## Task data
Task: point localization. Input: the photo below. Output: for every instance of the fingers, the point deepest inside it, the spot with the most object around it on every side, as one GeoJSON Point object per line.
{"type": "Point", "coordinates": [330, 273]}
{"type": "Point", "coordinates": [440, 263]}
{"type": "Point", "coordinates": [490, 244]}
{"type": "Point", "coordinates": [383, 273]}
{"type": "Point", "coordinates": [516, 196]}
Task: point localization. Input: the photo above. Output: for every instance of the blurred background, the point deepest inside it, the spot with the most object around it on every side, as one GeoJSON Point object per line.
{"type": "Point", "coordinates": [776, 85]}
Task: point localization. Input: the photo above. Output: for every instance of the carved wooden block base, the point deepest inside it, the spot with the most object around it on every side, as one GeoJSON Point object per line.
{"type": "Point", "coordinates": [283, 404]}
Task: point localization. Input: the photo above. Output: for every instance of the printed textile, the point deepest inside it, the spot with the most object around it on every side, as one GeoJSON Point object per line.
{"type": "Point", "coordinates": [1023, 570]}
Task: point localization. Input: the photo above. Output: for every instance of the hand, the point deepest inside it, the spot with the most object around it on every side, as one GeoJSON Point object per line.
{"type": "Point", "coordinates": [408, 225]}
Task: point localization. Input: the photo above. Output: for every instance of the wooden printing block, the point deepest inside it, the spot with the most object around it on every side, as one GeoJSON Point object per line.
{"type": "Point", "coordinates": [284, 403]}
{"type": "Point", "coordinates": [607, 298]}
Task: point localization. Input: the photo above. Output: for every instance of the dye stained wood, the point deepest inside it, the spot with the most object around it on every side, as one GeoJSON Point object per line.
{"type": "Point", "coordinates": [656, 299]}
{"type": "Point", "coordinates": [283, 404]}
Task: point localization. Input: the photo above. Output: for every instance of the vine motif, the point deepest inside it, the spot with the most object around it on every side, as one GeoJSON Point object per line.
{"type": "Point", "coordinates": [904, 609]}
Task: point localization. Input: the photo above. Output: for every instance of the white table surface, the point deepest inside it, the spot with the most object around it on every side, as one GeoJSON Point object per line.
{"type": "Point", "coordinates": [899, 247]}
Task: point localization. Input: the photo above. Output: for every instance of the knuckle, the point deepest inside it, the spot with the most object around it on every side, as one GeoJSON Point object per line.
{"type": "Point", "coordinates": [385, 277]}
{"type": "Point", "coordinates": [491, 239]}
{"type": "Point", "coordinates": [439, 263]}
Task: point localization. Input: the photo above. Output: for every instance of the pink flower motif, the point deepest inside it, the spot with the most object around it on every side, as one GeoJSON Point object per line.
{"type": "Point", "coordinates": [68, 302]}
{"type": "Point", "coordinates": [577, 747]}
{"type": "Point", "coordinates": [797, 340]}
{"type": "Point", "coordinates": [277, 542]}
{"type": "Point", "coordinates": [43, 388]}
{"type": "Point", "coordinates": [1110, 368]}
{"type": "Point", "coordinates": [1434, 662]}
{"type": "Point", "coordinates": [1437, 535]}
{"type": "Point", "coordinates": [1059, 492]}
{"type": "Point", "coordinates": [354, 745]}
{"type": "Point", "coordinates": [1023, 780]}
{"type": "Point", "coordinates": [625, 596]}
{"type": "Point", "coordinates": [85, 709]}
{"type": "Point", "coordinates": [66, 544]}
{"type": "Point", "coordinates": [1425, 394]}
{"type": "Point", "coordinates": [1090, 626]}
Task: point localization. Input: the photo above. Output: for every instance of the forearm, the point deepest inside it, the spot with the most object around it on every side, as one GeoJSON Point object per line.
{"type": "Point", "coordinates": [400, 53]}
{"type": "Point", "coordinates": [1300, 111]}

## Goal of the exercise
Copy out every line of the data above, exactly as given.

## Task answer
Task: point localization. Input: the photo below. Output: for every instance of the fingers, the point deepest inside it, the spot with the most object around it on every side, as one GeoJSON Point object per line.
{"type": "Point", "coordinates": [330, 273]}
{"type": "Point", "coordinates": [440, 263]}
{"type": "Point", "coordinates": [490, 244]}
{"type": "Point", "coordinates": [383, 273]}
{"type": "Point", "coordinates": [516, 196]}
Task: point localization. Input: the photo above. Output: for every instance of the blurred background, the point deepest inside it, the spot with the most object around it on every side, as one GeoJSON Point object per line.
{"type": "Point", "coordinates": [776, 85]}
Task: point localization. Input: the photo above. Output: for every instance of the carved wooden block base, the point deepest inside it, the spot with the most object around it on every side, as one GeoJSON Point object per line.
{"type": "Point", "coordinates": [283, 404]}
Task: point localization. Input: the photo above. Output: for every instance of the printed textile, the point deepest inside it, the spot with the most object around it on every side, as one GeoJSON Point object per line.
{"type": "Point", "coordinates": [1023, 570]}
Task: point localization. Input: the photo above. Output: for every instance of the hand, the point deepest inside it, the spot with the most object around it on every side, as one GeoJSON Point object per line.
{"type": "Point", "coordinates": [408, 225]}
Task: point localization. Input: the photo above. Output: for every instance of the wooden printing block, the point deepest inside it, the spot with the most object around it on every side, as one GeoJSON Point object per line.
{"type": "Point", "coordinates": [284, 403]}
{"type": "Point", "coordinates": [607, 298]}
Task: point localization. Input: the photo above. Output: for every instance of the dye stained wood, the point deepest inside it, the spot with the most object around it on every side, as one GeoJSON Point object per line.
{"type": "Point", "coordinates": [656, 299]}
{"type": "Point", "coordinates": [283, 404]}
Task: point localization. Input: the photo above. Output: for every instance of the vine motif, the point deepest inside it, the spot with the most object around it on every side, as one GeoJSON Point object per line.
{"type": "Point", "coordinates": [904, 609]}
Task: point localization. Input: the photo above. Output: for every instance of the white table surface, the point deepest inside it, the spot with the most object around it on every side, as one GeoJSON Point object per line.
{"type": "Point", "coordinates": [899, 247]}
Task: point localization. Input: the photo above. Output: for every instance of the knuckle, the point deepest inside it, the spot with the most object around it on every side, as one GeoJSON Point object per line.
{"type": "Point", "coordinates": [385, 277]}
{"type": "Point", "coordinates": [491, 239]}
{"type": "Point", "coordinates": [439, 263]}
Task: point localization. Input: the photo above. Output: for every instance of the pink flower motif, the point deepest inside it, the spot with the most object around it on every side, as one GeoJSON Point object per line.
{"type": "Point", "coordinates": [68, 302]}
{"type": "Point", "coordinates": [577, 747]}
{"type": "Point", "coordinates": [797, 340]}
{"type": "Point", "coordinates": [277, 542]}
{"type": "Point", "coordinates": [43, 388]}
{"type": "Point", "coordinates": [1110, 368]}
{"type": "Point", "coordinates": [1434, 662]}
{"type": "Point", "coordinates": [1437, 535]}
{"type": "Point", "coordinates": [1059, 492]}
{"type": "Point", "coordinates": [354, 745]}
{"type": "Point", "coordinates": [1023, 780]}
{"type": "Point", "coordinates": [625, 596]}
{"type": "Point", "coordinates": [85, 709]}
{"type": "Point", "coordinates": [66, 544]}
{"type": "Point", "coordinates": [1425, 394]}
{"type": "Point", "coordinates": [1090, 626]}
Task: point localization. Input: the photo above. Output: for every instance of the forearm, the point deepest inside it, the spot with the most object around it on every side, as one GeoJSON Point object per line.
{"type": "Point", "coordinates": [400, 53]}
{"type": "Point", "coordinates": [1300, 111]}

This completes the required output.